(Metin alıntısı)

^^^^

Cumhurbaşkanı ve AK Parti Genel Başkanı Recep Tayyip Erdoğan, partisinin genel merkezinde Genişletilmiş İl Başkanları Toplantısı'nda konuştu.
Cumhurbaşkanı Erdoğan'ın konuşmasının satır başları şöyle;
Önceki gün Kabine toplantısı sonrası açıkladığımız kamuda çalışan 424 bin sözleşmelinin kadroya geçirilmesi kararımızın bir kez daha hayırlı olmasını diliyorum. Geçtiğimiz 20 yılda hep yapageldiğimiz gibi bugün de ülkemizin her meselesini milletimizin her beklentisini hayata geçirerek Türkiye'yi huzurlu ve müreffeh bir geleceğe hazırlıyoruz. Ülkemize bugüne kadar kazandırdığımız demokrasi ve kalkınma atılımlarını kesintisiz bir şekilde sürdürerek milletimize sözümüz olan 2023 Türkiye'sine adım adım yaklaşıyoruz.
"Son 2 ayda açılışını yaptığımız projelerin her biri tek başına abide hüvviyetindedir"
Dün Yüksek İstişare Kurulu toplantımızda da ifade ettiğim gibi sadece son 2 ayda açılışını yaptığımız projelerin her biri tek başına abide hüvviyetindedir. Pendik Sabiha Gökçen Havalimanı Metro Hattı'yla İstanbul'un trafiğine yeni bir nefes borusu açtık. Küçükkuyu-Ayvacık Yolu, Assos ve Troya tünelleriyle, 1915 Çanakkale Köprüsü'yle birlikte Marmara'dan Ege ve Akdeniz'e ulaşımı biraz daha kolaylaştırdık. Malatya Hekimhan yoluyla İç Anadolu ile Doğu Anadolu arasındaki ulaşım hatlarını güçlendirdik. Diyarbakır Güneybatı Çevre Yoluyla Şanlıurfa-Mardin güzergahındaki trafiği rahatlattık. Togg fabrikasıyla ülkemizin ilk yerli ve milli otomobilinin seri üretim heyecanını yaşadık. Gaziray'la, sanayinin ve kültürün şehri Gaziantep'in şehir içi ulaşım sorununu çözdük.

^^^^

(Görev 1) Haber metninde "Önceki gün Kabine toplantısı" sözleriyle başlayan paragraftaki bütün sayıları geçtikleri sırayla yazın.
Haber metni ile kayıtlar birbirinden bağımsız malzemelerdir.

[Bir koleksiyondan saklanan öğeler]
^^^^

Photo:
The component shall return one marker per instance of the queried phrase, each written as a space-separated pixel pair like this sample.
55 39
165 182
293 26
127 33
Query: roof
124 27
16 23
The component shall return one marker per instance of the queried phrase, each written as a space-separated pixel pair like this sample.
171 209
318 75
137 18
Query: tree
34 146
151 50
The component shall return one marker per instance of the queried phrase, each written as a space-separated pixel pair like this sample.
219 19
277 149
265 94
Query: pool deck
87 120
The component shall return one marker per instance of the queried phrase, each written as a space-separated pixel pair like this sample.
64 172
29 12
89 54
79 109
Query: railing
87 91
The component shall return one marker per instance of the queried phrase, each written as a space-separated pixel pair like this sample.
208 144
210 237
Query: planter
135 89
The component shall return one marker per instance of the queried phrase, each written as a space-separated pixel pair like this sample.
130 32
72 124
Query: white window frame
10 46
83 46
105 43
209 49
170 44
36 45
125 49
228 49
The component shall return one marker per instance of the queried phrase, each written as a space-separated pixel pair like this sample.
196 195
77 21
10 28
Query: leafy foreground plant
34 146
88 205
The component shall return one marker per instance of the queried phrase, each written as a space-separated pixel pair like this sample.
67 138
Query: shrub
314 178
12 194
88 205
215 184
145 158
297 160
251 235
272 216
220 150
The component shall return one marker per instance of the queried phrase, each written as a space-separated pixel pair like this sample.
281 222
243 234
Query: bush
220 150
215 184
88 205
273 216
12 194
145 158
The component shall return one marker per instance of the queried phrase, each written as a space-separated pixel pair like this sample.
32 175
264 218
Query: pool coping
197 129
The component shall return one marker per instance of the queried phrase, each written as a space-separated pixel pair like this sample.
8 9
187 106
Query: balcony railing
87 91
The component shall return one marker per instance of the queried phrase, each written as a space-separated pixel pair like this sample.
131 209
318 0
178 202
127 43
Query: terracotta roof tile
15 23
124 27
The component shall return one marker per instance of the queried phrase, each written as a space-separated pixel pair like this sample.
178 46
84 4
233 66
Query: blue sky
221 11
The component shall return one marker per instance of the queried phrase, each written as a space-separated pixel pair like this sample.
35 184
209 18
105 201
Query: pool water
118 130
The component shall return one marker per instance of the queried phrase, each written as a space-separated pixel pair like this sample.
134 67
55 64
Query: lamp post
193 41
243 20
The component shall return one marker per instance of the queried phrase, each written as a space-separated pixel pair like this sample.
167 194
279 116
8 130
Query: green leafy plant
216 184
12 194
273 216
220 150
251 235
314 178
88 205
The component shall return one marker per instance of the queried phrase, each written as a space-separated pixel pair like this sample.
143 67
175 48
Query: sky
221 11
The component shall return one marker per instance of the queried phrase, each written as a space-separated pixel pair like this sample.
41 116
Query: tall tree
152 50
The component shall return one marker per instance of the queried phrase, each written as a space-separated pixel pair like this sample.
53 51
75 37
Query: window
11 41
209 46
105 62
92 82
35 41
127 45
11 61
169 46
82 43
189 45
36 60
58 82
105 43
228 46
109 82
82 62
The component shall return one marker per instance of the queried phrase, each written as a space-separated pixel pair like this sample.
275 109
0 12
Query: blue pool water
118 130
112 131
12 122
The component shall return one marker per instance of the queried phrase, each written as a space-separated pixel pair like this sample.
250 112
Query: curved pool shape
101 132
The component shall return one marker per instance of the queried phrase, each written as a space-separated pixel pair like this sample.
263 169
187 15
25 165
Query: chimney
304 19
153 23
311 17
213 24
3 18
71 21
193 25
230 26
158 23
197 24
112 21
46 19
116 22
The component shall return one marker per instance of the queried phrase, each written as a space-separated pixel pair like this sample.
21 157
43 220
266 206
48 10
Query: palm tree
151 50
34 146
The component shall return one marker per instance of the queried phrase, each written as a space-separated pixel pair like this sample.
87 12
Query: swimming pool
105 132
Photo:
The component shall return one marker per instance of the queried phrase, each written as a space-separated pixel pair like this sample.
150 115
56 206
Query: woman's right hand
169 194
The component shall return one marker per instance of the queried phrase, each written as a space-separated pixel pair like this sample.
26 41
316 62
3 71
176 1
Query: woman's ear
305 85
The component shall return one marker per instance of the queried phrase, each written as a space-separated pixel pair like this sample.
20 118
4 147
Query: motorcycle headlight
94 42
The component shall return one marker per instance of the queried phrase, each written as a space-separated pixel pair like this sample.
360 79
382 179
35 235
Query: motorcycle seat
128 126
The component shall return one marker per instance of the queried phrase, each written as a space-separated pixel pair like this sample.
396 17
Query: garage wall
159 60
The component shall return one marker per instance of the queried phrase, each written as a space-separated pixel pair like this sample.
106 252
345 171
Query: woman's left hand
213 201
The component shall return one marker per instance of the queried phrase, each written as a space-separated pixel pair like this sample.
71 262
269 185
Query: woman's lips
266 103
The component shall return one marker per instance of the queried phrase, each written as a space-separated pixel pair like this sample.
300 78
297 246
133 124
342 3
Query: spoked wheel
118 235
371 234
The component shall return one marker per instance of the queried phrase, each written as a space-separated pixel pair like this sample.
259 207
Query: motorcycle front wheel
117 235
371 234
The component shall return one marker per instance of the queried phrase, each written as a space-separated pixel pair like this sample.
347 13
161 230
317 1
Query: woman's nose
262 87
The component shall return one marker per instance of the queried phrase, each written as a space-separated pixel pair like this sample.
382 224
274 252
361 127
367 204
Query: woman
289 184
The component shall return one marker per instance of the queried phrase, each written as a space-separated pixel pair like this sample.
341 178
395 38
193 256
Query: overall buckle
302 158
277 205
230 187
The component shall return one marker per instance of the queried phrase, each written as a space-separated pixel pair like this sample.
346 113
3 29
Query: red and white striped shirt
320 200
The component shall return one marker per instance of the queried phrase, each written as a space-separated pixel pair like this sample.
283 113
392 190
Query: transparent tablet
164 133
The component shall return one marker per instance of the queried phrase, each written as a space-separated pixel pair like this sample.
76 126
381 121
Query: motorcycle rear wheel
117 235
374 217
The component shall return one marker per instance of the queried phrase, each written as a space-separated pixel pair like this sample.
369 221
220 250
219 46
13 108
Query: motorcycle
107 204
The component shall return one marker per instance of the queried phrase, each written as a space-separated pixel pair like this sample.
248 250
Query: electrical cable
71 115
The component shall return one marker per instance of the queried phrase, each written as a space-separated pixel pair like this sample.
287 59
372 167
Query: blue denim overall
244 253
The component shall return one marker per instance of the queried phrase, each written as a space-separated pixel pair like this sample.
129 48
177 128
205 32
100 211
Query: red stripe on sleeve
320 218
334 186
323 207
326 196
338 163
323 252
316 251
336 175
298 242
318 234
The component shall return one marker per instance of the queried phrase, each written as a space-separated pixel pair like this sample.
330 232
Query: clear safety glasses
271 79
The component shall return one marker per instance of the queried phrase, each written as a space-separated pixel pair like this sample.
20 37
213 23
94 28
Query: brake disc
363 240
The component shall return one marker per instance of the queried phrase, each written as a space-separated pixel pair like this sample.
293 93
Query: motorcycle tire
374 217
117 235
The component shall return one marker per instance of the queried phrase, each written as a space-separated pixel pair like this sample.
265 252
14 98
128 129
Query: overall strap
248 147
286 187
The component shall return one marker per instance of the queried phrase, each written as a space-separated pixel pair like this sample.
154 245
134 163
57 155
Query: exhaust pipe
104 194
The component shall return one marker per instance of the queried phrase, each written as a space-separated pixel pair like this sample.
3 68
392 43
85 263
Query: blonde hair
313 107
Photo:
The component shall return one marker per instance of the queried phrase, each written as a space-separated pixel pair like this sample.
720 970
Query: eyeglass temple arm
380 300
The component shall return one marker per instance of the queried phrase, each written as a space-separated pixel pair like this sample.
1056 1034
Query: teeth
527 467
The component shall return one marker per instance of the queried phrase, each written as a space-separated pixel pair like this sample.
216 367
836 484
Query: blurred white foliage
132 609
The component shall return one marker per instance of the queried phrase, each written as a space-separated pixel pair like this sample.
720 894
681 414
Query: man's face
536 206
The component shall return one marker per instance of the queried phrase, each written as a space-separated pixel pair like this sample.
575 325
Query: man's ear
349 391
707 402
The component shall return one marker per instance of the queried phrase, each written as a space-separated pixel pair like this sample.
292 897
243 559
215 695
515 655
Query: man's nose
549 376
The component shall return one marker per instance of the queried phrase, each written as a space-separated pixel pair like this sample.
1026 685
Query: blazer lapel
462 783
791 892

^^^^

(Görev 2) Kayıtlarda "water" kelimesini içeren her satırı sıralayın; büyük ve küçük harf ayrımı dikkate alınmalıdır.

(Doğru yanıt 1)
424 bin
20
2023

(Doğru yanıt 2)
Query: pool water
Query: blue pool water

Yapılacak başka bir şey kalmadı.